The next five to 10 years will bring unprecedented change to the farming industry, and while there are many issues that farmers can’t control, there is plenty they can do to prepare.
According to speakers at the Cereals Event on Wednesday (13 June), the outlook may be almost as uncertain as it was at the time of the Brexit vote, but there are also plenty of opportunities ahead. “We are going to see things evolve over the next five years that we haven’t even dreamed about,” said Allan Wilkinson, head of agriculture at HSBC. “The opportunities are immense.”
However, it is vital that farmers engage with MPs and get involved in shaping future policy, added Minette Batters, president of the NFU. “Food security has to be taken more seriously – Michael Gove is a big hitting politician and he can really make a difference, but we need a new deal.”
According to Peter Kendall, chairman of AHDB, the arable industry is enjoying a honeymoon period before Brexit, with access to support payments and EU markets, and reasonable grain prices. Now is therefore the time to act and prepare for future change by coming together, sharing knowledge, and being ambitious.

**Directions:**
1. Answer from the Cereals Event report:
(a) What position does Allan Wilkinson hold at HSBC?
(b) Of which organization is Minette Batters president?
(c) Which body does Peter Kendall chair?
2. Duplicate the Cereals Event report from the words "However, it is" up to and including the words "and being ambitious.".

**Information provided:**
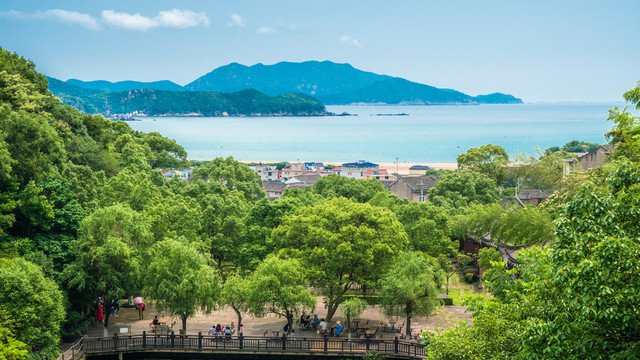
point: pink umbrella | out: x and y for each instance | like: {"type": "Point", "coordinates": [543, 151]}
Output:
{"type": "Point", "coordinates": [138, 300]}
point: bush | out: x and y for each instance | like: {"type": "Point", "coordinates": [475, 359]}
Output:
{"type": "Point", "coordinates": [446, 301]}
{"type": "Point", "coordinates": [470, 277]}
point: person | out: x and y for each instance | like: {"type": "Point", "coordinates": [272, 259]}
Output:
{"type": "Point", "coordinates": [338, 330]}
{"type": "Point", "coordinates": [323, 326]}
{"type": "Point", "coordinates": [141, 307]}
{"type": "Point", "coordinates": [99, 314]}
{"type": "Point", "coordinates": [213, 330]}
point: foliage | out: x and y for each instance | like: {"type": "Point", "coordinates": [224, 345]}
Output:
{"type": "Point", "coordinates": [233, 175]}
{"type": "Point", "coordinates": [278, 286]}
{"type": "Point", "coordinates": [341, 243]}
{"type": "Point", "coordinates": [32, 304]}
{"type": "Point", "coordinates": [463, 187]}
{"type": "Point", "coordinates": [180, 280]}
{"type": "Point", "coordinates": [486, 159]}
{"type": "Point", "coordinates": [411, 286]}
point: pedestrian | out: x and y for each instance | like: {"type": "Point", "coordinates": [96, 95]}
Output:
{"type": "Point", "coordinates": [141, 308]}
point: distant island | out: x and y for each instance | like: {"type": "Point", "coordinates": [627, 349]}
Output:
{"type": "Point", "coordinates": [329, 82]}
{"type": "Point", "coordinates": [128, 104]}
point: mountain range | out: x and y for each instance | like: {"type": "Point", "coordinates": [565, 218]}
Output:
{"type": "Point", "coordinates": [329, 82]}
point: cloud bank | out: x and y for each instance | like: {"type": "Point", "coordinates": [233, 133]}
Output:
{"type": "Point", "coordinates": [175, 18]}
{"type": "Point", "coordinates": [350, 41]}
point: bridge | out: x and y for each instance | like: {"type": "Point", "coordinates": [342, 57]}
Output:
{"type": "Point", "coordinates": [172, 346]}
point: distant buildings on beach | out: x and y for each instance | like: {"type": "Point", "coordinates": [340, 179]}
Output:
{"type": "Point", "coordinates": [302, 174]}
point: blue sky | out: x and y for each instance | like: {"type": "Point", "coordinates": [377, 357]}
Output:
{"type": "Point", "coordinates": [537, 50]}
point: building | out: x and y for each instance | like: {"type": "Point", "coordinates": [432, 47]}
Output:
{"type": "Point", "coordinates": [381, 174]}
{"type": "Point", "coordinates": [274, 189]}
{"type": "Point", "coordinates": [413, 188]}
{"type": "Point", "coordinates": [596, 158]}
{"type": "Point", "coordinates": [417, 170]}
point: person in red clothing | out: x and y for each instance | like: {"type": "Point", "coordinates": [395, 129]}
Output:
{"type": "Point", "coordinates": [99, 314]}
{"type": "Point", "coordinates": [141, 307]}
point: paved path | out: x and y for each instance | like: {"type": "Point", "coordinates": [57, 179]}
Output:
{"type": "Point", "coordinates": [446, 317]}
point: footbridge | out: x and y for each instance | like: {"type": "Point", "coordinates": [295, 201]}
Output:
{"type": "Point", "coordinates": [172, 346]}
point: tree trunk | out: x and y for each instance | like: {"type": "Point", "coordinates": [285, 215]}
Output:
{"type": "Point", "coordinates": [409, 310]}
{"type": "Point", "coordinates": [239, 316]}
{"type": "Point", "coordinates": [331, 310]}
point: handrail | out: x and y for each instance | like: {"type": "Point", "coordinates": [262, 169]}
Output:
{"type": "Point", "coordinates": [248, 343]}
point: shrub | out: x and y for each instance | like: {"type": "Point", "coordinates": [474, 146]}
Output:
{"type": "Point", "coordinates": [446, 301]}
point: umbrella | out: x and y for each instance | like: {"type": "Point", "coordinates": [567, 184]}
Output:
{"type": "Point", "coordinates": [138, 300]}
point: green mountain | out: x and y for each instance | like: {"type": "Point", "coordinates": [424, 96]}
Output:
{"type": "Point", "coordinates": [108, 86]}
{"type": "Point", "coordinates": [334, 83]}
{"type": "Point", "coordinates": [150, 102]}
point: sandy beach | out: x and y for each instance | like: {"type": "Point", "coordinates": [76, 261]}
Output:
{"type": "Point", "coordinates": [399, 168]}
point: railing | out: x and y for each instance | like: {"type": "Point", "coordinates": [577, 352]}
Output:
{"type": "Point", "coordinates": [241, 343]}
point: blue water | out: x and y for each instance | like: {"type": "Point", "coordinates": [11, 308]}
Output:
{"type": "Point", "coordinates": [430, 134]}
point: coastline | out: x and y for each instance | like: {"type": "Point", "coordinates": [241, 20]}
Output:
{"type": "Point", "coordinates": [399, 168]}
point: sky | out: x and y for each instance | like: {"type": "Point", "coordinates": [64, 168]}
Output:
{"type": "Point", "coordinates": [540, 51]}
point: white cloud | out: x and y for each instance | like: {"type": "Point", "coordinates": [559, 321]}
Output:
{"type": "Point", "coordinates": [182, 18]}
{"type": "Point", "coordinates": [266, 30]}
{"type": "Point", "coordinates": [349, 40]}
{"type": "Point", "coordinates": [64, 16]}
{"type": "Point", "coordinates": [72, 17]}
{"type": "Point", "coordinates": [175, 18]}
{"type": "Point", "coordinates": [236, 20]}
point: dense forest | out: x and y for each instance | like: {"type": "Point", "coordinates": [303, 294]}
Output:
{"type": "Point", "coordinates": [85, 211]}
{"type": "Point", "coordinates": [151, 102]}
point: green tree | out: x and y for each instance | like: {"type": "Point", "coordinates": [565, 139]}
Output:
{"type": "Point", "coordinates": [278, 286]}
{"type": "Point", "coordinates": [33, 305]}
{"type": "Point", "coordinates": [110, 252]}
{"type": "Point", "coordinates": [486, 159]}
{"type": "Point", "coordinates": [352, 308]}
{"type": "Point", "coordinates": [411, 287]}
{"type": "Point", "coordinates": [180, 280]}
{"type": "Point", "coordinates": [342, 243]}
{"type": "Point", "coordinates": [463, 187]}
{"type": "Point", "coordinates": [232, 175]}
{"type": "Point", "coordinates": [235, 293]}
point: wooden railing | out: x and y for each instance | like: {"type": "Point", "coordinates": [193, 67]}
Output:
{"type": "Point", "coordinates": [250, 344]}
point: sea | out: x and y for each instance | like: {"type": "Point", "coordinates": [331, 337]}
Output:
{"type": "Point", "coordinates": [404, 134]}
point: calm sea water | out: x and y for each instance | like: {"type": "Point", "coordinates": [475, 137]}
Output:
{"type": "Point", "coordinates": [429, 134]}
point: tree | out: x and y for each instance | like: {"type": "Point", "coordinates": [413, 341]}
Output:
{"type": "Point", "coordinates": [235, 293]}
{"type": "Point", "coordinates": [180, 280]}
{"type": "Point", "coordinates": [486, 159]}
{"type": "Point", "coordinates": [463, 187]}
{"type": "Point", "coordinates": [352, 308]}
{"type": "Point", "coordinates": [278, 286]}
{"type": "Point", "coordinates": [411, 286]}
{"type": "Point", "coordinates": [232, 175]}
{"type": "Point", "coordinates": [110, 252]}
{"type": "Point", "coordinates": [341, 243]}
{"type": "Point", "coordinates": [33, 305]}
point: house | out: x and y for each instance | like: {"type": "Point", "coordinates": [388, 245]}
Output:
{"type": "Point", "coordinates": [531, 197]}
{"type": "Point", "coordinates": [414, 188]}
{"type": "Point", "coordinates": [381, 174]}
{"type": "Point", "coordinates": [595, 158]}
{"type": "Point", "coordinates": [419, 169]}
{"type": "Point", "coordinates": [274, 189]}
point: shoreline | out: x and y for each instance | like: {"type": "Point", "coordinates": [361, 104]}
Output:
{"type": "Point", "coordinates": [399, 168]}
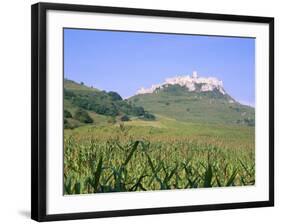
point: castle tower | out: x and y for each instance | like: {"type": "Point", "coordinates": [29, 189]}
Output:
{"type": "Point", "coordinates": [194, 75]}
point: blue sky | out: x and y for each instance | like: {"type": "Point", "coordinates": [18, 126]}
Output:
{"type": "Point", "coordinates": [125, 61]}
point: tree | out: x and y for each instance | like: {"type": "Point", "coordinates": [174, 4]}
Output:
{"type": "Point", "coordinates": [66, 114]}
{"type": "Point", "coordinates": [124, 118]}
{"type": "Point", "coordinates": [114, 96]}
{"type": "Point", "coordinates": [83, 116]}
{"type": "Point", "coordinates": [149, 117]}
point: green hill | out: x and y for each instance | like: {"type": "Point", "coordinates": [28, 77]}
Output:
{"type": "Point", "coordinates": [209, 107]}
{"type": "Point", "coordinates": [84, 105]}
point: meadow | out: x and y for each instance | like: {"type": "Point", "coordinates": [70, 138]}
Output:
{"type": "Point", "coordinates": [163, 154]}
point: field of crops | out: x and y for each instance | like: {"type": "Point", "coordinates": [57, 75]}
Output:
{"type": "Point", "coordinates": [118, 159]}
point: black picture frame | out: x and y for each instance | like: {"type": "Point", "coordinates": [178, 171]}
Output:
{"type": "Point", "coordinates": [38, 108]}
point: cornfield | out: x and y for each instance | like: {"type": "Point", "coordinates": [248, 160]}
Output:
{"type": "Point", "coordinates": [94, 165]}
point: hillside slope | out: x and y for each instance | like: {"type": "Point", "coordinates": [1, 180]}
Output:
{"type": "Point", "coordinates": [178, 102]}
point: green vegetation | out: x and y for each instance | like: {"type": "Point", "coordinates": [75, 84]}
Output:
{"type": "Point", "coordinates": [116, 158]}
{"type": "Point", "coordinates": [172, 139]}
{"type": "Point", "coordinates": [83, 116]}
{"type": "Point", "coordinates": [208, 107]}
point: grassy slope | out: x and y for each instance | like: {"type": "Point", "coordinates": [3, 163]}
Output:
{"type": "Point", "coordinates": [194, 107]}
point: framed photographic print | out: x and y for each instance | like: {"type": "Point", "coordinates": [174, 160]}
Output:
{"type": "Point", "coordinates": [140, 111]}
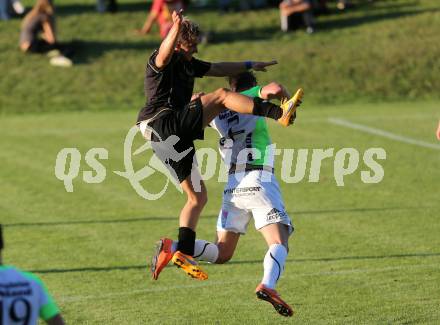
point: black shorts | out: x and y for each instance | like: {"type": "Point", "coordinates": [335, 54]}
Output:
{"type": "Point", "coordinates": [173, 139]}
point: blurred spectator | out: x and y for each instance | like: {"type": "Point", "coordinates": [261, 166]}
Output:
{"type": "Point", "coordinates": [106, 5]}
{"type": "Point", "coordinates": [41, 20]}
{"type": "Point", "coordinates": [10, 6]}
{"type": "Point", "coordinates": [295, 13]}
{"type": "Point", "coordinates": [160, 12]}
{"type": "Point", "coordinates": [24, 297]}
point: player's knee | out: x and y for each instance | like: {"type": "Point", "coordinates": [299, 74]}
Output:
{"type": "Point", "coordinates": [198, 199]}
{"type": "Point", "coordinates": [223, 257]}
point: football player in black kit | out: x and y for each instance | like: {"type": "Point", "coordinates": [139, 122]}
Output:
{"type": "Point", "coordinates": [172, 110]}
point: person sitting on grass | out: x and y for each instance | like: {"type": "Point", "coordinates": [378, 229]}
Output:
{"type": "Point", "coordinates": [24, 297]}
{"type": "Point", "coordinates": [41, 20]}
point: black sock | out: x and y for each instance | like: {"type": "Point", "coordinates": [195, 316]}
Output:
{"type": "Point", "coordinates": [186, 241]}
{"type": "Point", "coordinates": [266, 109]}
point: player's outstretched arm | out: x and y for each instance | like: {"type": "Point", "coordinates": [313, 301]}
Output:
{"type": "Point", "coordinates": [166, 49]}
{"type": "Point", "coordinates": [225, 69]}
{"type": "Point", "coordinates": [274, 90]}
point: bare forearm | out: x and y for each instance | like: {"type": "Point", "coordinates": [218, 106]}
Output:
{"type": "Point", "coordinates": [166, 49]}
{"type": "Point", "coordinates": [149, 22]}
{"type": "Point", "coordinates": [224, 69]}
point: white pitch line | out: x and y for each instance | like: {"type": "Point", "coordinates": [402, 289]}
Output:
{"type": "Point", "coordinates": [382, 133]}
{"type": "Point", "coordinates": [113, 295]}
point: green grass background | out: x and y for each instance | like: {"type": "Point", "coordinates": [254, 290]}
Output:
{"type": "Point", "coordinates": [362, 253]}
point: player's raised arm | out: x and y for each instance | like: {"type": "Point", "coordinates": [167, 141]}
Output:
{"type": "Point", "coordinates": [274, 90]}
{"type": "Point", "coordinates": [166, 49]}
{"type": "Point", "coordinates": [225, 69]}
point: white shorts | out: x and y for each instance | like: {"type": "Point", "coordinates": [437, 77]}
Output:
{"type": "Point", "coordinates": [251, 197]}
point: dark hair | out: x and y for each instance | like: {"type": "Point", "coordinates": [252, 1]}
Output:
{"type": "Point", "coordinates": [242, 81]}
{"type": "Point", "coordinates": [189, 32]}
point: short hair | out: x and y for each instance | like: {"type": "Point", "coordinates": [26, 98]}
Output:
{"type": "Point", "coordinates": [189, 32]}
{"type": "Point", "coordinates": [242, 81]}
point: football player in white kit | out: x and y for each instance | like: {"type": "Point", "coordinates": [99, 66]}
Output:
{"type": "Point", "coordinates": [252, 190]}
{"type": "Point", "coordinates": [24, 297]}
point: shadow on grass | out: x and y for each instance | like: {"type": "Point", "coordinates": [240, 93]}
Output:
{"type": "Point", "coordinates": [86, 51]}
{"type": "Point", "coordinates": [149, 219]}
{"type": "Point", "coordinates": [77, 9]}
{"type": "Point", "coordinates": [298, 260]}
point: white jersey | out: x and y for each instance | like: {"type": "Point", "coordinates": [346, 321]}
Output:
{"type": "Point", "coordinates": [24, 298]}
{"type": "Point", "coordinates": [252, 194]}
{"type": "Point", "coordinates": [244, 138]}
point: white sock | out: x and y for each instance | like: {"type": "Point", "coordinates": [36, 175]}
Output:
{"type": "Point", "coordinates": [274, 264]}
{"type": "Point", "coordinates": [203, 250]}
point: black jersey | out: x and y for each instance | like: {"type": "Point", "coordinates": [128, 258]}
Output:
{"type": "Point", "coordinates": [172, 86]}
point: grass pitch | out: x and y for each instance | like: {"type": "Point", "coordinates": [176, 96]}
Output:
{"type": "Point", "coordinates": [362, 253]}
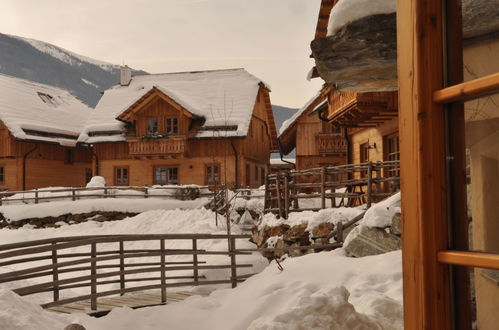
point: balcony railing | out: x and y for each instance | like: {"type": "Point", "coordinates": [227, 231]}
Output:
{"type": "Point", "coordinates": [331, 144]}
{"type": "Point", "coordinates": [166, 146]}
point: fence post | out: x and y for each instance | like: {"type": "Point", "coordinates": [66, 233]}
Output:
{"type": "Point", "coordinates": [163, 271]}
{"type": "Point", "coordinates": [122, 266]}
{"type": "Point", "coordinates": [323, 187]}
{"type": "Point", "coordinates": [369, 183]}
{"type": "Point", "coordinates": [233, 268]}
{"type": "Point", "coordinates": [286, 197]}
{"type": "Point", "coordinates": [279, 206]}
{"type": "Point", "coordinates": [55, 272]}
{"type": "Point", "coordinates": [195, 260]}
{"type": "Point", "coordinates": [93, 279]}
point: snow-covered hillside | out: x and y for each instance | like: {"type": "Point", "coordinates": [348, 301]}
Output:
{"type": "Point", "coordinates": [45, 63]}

**Solved problems:**
1.
(a) Head of agriculture
(b) The NFU
(c) AHDB

2.
However, it is vital that farmers engage with MPs and get involved in shaping future policy, added Minette Batters, president of the NFU. “Food security has to be taken more seriously – Michael Gove is a big hitting politician and he can really make a difference, but we need a new deal.”
According to Peter Kendall, chairman of AHDB, the arable industry is enjoying a honeymoon period before Brexit, with access to support payments and EU markets, and reasonable grain prices. Now is therefore the time to act and prepare for future change by coming together, sharing knowledge, and being ambitious.